**WORK REQUIRED:** Please copy the diabetes benefits thread from "I was diagnosed" up to and including "regarding your diabetes.", swapping "diabetes allowance" for "DLA".

**STUDY TEXT:**
# Diabetes Benefits



## Smile. (Apr 27, 2009)

was just wonderin my diabetic nurse mentioned to me that after 3 months of diagnosis i cud start to claim benifits. has any1 done this or have any advice 4 me on how to claim?????


----------



## bev (Apr 27, 2009)

Hi smile,
I think it depends on your age. I you are under 16 then your entitled to claim Disability Living Allowance - well your 'carer' claims on your behalf. Also the 'carer' can claim carers allowance. I cant remember your age? Bev


----------



## litto-miss-loz (Apr 27, 2009)

I was diagnosed at 14, and got diabetes allowance up until i was 16 then it stopped.. so yeah i think its to do with your age and if you have any complications regarding your diabetes.


----------



## Adrienne (Apr 27, 2009)

Hi 

A couple of my friends have got DLA for their children over 16, can't remember up until, think it is 18 or so, still in education, no hypo awareness etc.

There is also the CEA cinema card that allows a carer in free.


----------



## bev (Apr 27, 2009)

Thats interesting Adrienne,
How do you apply for a CEA card? Bev


----------



## Smile. (Apr 27, 2009)

Bev im 15

Loz i dont relli av any complications to b honest

Addriene How do u apply 4 a CEA cus i fink my parents wud be intersted in that?


----------



## bev (Apr 27, 2009)

Well then your parents can claim DLA for you and then they can make a seperate clam for 'carers allowance'. You dont have to have complications - just diabetes is enough to claim! But do it now or you will lose some money and they dont give you back -payments! Bev


----------



## Tasha43x (Apr 27, 2009)

**EXERCISE DATA:**
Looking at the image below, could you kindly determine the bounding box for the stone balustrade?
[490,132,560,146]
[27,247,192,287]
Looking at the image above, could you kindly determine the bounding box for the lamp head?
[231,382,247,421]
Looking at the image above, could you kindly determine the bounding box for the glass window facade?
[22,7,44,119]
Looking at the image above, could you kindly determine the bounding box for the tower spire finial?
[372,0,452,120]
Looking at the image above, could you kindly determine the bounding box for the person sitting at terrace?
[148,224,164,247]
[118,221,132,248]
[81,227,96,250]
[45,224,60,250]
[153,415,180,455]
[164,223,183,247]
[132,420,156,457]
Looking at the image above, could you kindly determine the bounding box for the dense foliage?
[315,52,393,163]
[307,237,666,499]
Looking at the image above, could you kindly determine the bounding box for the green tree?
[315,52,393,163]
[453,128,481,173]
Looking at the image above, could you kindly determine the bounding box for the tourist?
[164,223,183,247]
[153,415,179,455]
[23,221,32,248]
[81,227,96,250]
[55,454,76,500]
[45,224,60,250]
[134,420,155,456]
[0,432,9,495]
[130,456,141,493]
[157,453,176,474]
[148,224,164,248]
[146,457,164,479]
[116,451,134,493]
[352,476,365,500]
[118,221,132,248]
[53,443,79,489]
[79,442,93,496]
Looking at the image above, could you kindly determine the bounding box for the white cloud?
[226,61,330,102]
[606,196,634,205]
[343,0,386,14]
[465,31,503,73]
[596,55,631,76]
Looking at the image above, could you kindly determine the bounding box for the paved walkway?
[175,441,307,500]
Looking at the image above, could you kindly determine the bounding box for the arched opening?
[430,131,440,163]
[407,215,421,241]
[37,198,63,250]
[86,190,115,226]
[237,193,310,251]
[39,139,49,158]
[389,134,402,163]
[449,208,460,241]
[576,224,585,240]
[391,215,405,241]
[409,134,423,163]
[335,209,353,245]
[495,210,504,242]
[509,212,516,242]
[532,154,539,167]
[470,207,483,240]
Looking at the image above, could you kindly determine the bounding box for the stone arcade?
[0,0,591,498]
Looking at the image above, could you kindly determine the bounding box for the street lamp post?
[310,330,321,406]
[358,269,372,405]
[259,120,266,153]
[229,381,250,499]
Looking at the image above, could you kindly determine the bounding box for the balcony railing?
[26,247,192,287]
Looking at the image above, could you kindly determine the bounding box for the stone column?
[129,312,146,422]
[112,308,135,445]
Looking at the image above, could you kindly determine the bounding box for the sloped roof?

**ANSWER TO THIS PROBLEM:**
I was diagnosed at 14, and got DLA up until i was 16 then it stopped.. so yeah i think its to do with your age and if you have any complications regarding your diabetes.